Work request 1 -> Reproduce the portion of the gene therapy passage between "By contrast, Dalton" and "the new skill.", inclusive.
Work request 2 -> According to the gene therapy passage, in roughly what percentage of the cones was GFP expressed?

Text passage ->
Dalton and Sam were experts in visual discrimination tasks. They had been trained in a modified Cambridge Colour Test before the intervention and were experienced participants. The test consisted of colored dot patterns embedded in gray dots similar to tests with numbers or letters laid out in colored dots for people. Dalton and Sam began to distinguish red and green in the sixth month after the virus injection.


The authors monitored retinal function using wide-field color multifocal electroretinography. This type of electrophysiological recording describes stimulus reception, transduction and processing in the retina. Retinal responses to red were undetectable four months after the intervention, but had risen to prominence at ten months and were further enhanced at 18 months. At that time, the monkeys could distinguish between 16 hues of red and green. GFP was expressed in roughly 15–36 percent of the cones. Taken together, the findings of this study constitute a promising prove of concept for the great potential gene therapy may hold for the restoration of retinal function.

Brain Plasticity
The question remains how Dalton and Sam could correctly interpret visual cues they had never seen before. Could the nerve cell connections in the visual system reorganize on a scale required to process the novel sensory input?

Around 1960, the Nobel Prize-laureates Torsten Wiesel and David Hubel had discovered that the cerebral cortex reorganized profoundly in response to sensory deprivation in a limited window of time during brain maturation. Primary visual cortex consists of interdigitated domains in which neurons respond mainly to input from one eye. In their pioneering study, Wiesel and Hubel occluded one eye in newborn kittens and observed that the other eye's cortical domain enlarged into the deprived territory (Wiesel and Hubel, 1963). The effect could be reversed, if the eye occlusion was reversed within a critical period. Reversal in adults had no effect. Much research ensued to uncover the underlying mechanisms.

By contrast, Dalton and Sam were adult at the time of the intervention. The authors took their findings to suggest that the visual system remains highly plastic even in maturity. However, compared with monocular deprivation color-blindness seems to pose a minor challenge to the visual system. In the gene therapy study, the neural circuitry necessary for color discrimination may have already been in place at the time of the intervention. Existing connections may have only needed strengthening to attune the neurons to the novel inputs, precipitating the monkeys' correct decision in the test. It is puzzling, however, that it took the monkeys months to improve the new skill.

To better understand the neural mechanisms involved in the monkeys' novel ability to discriminate color, it is crucial to find out precisely when after the intervention the photoreceptors become sensitive to new wavelengths of light.

Material shown ->

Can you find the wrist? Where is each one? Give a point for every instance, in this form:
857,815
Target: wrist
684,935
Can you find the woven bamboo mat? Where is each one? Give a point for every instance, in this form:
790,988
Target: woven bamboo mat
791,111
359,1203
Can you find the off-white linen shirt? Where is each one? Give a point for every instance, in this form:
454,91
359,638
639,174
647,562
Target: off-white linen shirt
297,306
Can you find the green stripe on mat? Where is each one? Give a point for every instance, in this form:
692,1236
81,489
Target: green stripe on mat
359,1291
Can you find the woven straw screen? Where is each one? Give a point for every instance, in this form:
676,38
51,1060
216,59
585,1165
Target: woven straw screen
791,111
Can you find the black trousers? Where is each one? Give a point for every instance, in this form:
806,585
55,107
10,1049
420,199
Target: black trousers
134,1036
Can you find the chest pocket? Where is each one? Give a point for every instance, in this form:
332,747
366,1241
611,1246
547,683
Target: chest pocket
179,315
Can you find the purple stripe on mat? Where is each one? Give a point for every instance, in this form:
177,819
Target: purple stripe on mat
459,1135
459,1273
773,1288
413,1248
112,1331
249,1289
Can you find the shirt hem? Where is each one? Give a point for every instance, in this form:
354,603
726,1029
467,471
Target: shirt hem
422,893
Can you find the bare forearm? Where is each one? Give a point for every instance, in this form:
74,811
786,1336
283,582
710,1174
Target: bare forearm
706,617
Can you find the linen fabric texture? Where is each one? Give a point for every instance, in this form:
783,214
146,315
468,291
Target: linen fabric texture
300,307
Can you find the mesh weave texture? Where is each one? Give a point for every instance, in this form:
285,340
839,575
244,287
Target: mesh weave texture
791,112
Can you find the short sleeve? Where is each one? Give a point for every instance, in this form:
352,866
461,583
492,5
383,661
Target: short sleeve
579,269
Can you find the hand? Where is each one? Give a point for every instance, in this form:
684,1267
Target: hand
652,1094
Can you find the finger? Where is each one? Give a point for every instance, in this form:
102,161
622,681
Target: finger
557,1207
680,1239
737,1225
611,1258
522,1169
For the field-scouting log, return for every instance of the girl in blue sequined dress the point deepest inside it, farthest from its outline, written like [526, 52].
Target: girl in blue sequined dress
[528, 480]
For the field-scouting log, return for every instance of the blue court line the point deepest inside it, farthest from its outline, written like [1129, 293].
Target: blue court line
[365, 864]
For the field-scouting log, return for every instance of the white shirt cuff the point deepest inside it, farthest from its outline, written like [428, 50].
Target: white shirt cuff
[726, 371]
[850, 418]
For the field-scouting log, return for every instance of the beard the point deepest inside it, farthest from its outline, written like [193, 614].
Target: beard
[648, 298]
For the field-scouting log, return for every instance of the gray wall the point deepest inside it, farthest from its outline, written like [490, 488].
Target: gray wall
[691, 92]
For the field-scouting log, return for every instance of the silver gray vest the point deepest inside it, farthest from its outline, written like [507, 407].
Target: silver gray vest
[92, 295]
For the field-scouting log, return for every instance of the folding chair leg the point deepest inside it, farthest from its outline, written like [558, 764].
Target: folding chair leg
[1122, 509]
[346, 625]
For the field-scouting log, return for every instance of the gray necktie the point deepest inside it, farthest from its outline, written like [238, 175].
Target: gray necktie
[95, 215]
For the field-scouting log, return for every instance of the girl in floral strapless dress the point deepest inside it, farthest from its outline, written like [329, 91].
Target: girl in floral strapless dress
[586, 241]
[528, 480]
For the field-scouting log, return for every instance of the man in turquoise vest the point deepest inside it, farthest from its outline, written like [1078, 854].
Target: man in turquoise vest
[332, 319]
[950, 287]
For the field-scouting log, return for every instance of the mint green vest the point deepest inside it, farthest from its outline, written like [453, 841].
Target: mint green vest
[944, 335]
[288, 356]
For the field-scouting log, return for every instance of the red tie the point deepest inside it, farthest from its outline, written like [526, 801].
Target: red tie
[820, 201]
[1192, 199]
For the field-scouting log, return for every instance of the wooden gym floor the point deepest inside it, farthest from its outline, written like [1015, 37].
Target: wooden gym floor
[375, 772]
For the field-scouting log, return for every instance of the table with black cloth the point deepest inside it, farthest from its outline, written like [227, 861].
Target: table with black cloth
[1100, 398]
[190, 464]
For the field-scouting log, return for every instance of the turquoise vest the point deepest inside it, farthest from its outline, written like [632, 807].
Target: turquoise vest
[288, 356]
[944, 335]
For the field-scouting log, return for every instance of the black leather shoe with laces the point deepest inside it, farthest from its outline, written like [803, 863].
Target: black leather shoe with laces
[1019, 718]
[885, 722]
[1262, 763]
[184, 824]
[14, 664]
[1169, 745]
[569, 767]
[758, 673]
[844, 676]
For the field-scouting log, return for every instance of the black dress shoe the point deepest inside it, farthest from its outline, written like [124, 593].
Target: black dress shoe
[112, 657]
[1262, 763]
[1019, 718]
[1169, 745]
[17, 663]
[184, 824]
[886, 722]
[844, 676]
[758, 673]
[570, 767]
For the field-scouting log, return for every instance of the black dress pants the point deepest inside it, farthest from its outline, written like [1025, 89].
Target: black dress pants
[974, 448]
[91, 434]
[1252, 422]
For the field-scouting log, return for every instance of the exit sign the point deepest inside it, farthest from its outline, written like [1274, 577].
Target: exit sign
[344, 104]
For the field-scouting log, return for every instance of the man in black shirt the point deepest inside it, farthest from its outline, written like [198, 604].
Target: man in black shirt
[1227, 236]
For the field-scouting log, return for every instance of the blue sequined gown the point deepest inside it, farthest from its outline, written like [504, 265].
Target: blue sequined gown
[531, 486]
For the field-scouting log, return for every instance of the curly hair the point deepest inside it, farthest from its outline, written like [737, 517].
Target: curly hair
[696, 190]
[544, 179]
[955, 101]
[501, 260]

Solution 1 ->
By contrast, Dalton and Sam were adult at the time of the intervention. The authors took their findings to suggest that the visual system remains highly plastic even in maturity. However, compared with monocular deprivation color-blindness seems to pose a minor challenge to the visual system. In the gene therapy study, the neural circuitry necessary for color discrimination may have already been in place at the time of the intervention. Existing connections may have only needed strengthening to attune the neurons to the novel inputs, precipitating the monkeys' correct decision in the test. It is puzzling, however, that it took the monkeys months to improve the new skill.

Solution 2 -> Roughly 15–36 percent of the cones.